**EXERCISE INSTRUCTIONS:**
A. In the filing excerpt, how long do Directors hold office?
B. Write out the filing excerpt word for word, starting with "All Directors hold" and going on through "agreements.".
C. List every person the filing excerpt names as having filed a Form 4 after the required filing date.

**DOCUMENT SECTION:**
All Directors hold office until the next annual meeting of the
shareholders and the election and qualification of their
successors.  Officers are elected annually and serve at the
pleasure of the Board of Directors, subject to any employment
agreements.

Section 16 of the Securities Exchange Act of 1934 requires the
Company's directors and executive officers and any persons who
own more than ten percent of the registered class of the
Company's equity securities to file various reports with the
Securities Exchange Commission and the American Stock Exchange
concerning the holdings of and transactions in the Common Stock
and other equity securities of the Company.  Copies of these
filings must be furnished to the Company.  Based solely upon a
review of the copies of such reports furnished to the Company or
written representations that no other reports were required, the
Company believes that during Fiscal 1996, all filing
requirements applicable to its directors, executive officers and
10% shareholders were complied with, with the following
exceptions.  The Company believes that Mr. Craig Nash filed his
May and December 1996 Form 4 Statements after the required
filing date.   The Company believes that Mr. Vincent Casella
filed his December 1995 Form 4 Statement after the required
filing date.  The Company believes that Mr. Christopher Demetree
filed his June 1996 Form 4 after the required filing date.  The
Company believes that Mr. Arthur Berkowitz, Mr. Lee Hooker and
Dr. Linda Carrick filed their September 1996 Form 4 Statements
after the required filing date.

**SOURCE DATA:**
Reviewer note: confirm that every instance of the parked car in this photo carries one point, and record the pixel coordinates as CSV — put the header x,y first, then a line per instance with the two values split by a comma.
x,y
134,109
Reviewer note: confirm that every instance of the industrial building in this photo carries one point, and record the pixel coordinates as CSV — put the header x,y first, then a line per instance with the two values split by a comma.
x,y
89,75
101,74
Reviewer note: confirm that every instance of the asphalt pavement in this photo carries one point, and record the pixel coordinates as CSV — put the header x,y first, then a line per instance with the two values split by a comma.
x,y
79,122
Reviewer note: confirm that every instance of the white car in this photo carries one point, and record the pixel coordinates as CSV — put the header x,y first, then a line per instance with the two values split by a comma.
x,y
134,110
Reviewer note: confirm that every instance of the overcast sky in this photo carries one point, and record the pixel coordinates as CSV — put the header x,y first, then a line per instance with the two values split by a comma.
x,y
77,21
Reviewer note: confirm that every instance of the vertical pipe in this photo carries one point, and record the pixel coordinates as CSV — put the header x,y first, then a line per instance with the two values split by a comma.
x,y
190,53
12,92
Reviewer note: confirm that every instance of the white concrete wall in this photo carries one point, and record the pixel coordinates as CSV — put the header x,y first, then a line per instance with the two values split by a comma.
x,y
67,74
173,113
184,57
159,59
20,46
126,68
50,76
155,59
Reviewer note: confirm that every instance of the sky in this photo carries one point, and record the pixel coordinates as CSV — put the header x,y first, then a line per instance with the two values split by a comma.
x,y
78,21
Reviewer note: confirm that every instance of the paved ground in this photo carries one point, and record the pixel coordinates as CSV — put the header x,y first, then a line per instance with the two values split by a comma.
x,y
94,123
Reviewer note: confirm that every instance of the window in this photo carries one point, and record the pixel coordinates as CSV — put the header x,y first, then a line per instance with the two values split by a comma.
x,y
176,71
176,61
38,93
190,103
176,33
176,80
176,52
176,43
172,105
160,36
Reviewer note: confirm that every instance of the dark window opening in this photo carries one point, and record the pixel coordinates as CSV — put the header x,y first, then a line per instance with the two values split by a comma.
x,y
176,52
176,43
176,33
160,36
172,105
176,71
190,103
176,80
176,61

**SOLUTIONS BELOW:**
A. Until the next annual meeting of the shareholders and the election and qualification of their successors.

B.
All Directors hold office until the next annual meeting of the
shareholders and the election and qualification of their
successors.  Officers are elected annually and serve at the
pleasure of the Board of Directors, subject to any employment
agreements.

C. Craig Nash, Vincent Casella, Christopher Demetree, Arthur Berkowitz, Lee Hooker, Linda Carrick